Items from a data source
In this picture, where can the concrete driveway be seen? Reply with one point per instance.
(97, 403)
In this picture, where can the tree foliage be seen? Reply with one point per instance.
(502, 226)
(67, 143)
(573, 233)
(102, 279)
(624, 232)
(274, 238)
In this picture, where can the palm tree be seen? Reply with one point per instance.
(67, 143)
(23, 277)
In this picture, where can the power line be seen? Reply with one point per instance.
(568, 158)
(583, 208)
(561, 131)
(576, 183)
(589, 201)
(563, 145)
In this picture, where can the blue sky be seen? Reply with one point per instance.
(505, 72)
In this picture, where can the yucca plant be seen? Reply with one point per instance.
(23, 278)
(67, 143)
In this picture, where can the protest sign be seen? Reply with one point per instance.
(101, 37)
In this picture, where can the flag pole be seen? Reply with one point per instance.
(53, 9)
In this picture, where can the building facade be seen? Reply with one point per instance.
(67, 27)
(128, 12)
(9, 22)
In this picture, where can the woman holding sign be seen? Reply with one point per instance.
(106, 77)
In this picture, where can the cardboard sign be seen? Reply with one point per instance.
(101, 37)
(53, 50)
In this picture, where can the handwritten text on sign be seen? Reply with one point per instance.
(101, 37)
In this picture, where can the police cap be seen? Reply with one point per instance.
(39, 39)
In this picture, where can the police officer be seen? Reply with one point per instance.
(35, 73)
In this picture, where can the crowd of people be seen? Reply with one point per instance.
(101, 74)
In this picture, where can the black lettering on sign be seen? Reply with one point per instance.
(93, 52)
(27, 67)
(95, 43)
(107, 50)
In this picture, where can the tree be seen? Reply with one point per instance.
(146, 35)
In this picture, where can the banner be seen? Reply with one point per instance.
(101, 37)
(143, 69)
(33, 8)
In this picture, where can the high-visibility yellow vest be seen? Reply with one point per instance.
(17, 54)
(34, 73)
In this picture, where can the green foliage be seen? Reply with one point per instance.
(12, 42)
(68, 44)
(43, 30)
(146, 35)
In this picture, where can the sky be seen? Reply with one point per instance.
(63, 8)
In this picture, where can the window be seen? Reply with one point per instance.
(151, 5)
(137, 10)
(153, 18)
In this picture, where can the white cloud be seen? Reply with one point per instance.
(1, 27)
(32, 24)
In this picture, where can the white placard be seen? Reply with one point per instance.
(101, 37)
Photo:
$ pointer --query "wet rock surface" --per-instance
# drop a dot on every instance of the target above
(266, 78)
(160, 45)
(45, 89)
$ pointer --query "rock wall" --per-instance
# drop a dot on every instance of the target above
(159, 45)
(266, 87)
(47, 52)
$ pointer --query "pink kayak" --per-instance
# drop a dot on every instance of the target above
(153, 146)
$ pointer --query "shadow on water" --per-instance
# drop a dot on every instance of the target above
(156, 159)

## Work instructions
In the records above, how many lines contain the word "pointer"? Say only the number.

## Response
4